*** Begin section ***
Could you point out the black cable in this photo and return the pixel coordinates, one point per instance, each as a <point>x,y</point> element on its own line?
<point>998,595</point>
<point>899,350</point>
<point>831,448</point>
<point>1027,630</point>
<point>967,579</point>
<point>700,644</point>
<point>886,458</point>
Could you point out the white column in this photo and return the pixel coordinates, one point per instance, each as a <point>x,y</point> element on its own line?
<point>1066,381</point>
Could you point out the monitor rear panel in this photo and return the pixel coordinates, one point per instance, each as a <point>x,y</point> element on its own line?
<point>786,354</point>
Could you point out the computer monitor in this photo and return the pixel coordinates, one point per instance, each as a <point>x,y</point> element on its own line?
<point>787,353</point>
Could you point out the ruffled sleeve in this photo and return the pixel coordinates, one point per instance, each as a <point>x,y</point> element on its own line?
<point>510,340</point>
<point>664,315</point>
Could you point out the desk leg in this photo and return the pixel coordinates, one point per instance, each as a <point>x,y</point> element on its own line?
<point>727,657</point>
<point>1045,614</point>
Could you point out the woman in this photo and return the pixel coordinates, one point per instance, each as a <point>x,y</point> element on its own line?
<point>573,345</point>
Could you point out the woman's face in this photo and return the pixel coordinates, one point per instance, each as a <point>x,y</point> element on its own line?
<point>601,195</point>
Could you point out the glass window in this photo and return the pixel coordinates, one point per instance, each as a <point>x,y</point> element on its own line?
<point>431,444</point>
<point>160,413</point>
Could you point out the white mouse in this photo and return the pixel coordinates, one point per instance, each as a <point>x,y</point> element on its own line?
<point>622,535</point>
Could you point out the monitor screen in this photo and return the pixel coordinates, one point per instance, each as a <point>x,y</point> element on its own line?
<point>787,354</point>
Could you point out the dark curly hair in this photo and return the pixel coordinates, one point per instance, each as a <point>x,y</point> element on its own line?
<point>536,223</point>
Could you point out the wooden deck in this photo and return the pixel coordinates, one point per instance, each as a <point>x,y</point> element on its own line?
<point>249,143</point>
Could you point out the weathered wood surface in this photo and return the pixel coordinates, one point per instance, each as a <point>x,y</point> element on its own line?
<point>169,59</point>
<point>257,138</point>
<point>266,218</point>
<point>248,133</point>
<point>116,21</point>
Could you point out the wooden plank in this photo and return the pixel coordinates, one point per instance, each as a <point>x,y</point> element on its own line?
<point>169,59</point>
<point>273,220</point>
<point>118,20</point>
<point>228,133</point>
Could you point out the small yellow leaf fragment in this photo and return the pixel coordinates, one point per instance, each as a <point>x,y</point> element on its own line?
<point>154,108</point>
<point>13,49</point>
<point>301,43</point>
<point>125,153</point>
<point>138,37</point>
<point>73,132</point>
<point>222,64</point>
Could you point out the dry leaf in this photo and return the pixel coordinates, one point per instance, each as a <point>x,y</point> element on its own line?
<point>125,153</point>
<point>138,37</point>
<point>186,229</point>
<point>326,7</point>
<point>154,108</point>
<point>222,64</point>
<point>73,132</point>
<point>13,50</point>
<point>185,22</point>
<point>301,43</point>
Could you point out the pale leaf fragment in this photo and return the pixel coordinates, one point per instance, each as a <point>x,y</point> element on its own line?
*** End section ***
* WORK TASK
Write out the full listing without altering anything.

* WORKED SOLUTION
Could you point out the black cable in this photo and return the pixel coordinates, one point per instance, each as a <point>x,y</point> element on its own line?
<point>998,595</point>
<point>899,350</point>
<point>831,448</point>
<point>1027,630</point>
<point>967,579</point>
<point>700,644</point>
<point>886,458</point>
Could you point out the white column in this photo and return the pixel coordinates, one point per instance, each as a <point>x,y</point> element on its own line?
<point>1066,381</point>
Could you point out the monitor rear panel in this photo and return the pixel coordinates, one point per instance, each as a <point>x,y</point> element on its own line?
<point>786,354</point>
Could you point out the computer monitor in this photo and return the pixel coordinates, one point per instance, each as a <point>x,y</point> element on its own line?
<point>787,353</point>
Could you point out the ruffled sleeve in this photo and return the pixel coordinates, one point per instance, each as a <point>x,y</point> element on its own line?
<point>510,340</point>
<point>664,315</point>
Could you point out the desk leg in this photo and return the pixel coordinates, one point per instance, each as a <point>x,y</point> element on its own line?
<point>727,657</point>
<point>1045,614</point>
Could you point out the woman in this photo and return the pixel coordinates, one point per instance, each as a <point>x,y</point> element on its own line?
<point>573,345</point>
Could you point out the woman's face in this photo and return the pixel coordinates, one point per instance, each as a <point>x,y</point> element on its own line?
<point>601,195</point>
Could you point out the glass window in this photo and return the pixel coordinates, one point per instance, each as a <point>x,y</point> element on its own line?
<point>431,444</point>
<point>160,413</point>
Could you point out the white mouse in this photo and return the pixel coordinates, one point per instance, each as a <point>x,y</point> element on its own line?
<point>622,535</point>
Could you point out the monitor screen in this photo and return the pixel coordinates, one point per instance, each as a <point>x,y</point> element on its own line?
<point>787,354</point>
Could you point out the dark curly hair in this photo and return the pixel coordinates, one point per instance, each as a <point>x,y</point> element on its own line?
<point>536,223</point>
Could you point out the wooden deck in this photo and return the pixel coordinates, one point per instance, each as a <point>x,y</point> element on its own line?
<point>249,143</point>
Could you point out the weathered wood surface in this photo and return the pixel coordinates, one point per instance, each as a <point>x,y</point> element on its own line?
<point>169,59</point>
<point>257,138</point>
<point>266,218</point>
<point>248,133</point>
<point>116,21</point>
Could you point out the wooden plank in this photo and return the pixel coordinates, one point per instance, each as a <point>x,y</point> element on its own line?
<point>169,59</point>
<point>273,220</point>
<point>118,20</point>
<point>228,133</point>
Could you point out the small yellow leaf fragment in this photo and return the pixel coordinates, one point per instance, each as a <point>x,y</point> element on its own line?
<point>154,108</point>
<point>13,49</point>
<point>301,43</point>
<point>125,153</point>
<point>138,37</point>
<point>73,132</point>
<point>222,64</point>
Could you point out the dry leaf in this photo and return the pixel coordinates, one point per instance, each as a <point>x,y</point> element on its own line?
<point>125,153</point>
<point>138,37</point>
<point>186,229</point>
<point>326,7</point>
<point>154,108</point>
<point>222,64</point>
<point>73,132</point>
<point>13,50</point>
<point>185,22</point>
<point>301,43</point>
Could you point out the pale leaf fragment in this photo and return the pixel coordinates, one point per instance, each as a <point>x,y</point> element on its own line?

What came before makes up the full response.